▶ [Aufgabe 1] In wie viele Teile ist das Buch laut der Buchbesprechung untergliedert?
++++++++++++++++++++
' kurze Geschichte der Menscheit' v. Yuval Noah #Harari
Was soll ein "Geschichtsbuch" in dieser Rubrik? Vielleicht fragt Ihr Euch das, weil meistens hier wohl Romane besprochen werden. Nun, der israelische Geschichtsprofessor Harari hat zwar ein "Geschichtsbuch" geschrieben, wer aber nun eine mit Jahreszahlen gespickte chronologische Abfolge von Schulbuchwissen erwartet haben sollte, wird sehr positiv überrascht sein, denn nichts dergleichen wird er antreffen. Stattdessen hat Harari eine äußert spannend zu lesende Reflexion über die Geschichte der Menschheit geschrieben, so spannend, dass sie für mich persönlich jeden Krimi in den Schatten gestellt hat. Harari hat es geschafft, mich fast auf jeder Seite mit einer neuen Einsicht zu überraschen.
Es geht Harari nicht um eine chronologische Nacherzählung möglichst kriegerischer Ereignisse. Nein, er handelt Themen ab und innerhalb eines Kapitels kann er Beispiele aus ganz unterschiedlichen Jahrtausenden zur Illustration heranziehen. Harari erzählt die Geschichte der Menschheit von ganz weit oben, d. h. aus großer Distanz und gibt sich mit nichts, denn mit den wirklich wichtigen Fragen zufrieden. Er beobachtet die "Geschichte" quasi aus der Perspektive eines interessierten Aliens.
Ich habe seit meinen Kindertagen die Angewohnheit Bücher durch Randnotizen "zu verbessern" bzw. mir besonders wichtige Passagen anzustreichen. In Hararis Buch hätte ich am liebsten fast auf jeder Seite dicke Ausrufezeichen platziert.
Das 526 Seiten starke Buch ist in 4 Teile untergliedert:
Teil 1: Die kognitive Revolution
Hier beschreibt Harari wie sich Homo sapiens von einem ziemlich unscheinbaren Tier zum Herrscher der Welt aufgeschwungen hat und warum Homo sapiens sich gegenüber den anderen gleichzeitig lebenden Menschen (z. B. gegen die Neanderthaler) durchgesetzt hat.
++++++++++++++++++++
▶ [Aufgabe 2] Stelle die Zeilen der Liste ab der Zeile mit „Question. Locate the gray“ bis einschließlich der letzten Zeile der Liste als JSON-Liste von Zeichenketten dar, eine Zeichenkette pro Zeile und ohne Leerzeilen.
++++++++++++++++++++
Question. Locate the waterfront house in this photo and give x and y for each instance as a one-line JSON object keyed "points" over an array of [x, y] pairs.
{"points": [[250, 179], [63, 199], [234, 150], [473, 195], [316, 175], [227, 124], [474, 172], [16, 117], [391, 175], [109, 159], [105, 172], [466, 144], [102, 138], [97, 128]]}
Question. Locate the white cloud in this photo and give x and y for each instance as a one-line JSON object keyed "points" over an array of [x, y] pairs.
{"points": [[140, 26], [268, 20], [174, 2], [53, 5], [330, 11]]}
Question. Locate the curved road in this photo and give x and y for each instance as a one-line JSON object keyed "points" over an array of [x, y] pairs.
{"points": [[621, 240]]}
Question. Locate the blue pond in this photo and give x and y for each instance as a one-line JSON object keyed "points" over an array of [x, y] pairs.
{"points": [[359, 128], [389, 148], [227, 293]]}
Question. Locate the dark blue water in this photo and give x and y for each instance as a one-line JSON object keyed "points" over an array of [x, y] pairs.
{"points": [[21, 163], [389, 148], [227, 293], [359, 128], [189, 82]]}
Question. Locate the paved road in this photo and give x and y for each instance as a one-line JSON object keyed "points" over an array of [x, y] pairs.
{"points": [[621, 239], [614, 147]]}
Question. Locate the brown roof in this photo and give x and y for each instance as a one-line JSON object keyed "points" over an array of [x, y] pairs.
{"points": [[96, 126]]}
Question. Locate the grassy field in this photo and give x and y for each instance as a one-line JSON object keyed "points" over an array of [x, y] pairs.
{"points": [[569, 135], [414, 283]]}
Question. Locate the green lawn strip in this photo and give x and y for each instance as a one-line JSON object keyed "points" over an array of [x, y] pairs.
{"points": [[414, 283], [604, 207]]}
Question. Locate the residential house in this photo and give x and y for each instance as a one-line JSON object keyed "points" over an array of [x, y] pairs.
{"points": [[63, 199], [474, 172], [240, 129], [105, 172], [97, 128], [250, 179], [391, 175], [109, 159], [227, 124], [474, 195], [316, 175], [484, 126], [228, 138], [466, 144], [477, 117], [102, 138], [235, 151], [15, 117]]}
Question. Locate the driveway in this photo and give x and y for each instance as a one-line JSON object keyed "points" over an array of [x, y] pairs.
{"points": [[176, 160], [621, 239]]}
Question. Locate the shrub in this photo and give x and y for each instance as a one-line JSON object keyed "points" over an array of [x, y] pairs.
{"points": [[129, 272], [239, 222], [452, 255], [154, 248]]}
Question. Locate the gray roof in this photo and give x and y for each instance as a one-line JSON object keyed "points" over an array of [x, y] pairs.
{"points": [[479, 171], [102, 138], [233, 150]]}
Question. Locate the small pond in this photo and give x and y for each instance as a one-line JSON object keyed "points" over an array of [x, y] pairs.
++++++++++++++++++++
▶ [Richtige Antwort 1] In vier Teile.

▶ [Richtige Antwort 2]
[
  "Question. Locate the gray roof in this photo and give x and y for each instance as a one-line JSON object keyed \"points\" over an array of [x, y] pairs.",
  "{\"points\": [[479, 171], [102, 138], [233, 150]]}",
  "Question. Locate the small pond in this photo and give x and y for each instance as a one-line JSON object keyed \"points\" over an array of [x, y] pairs."
]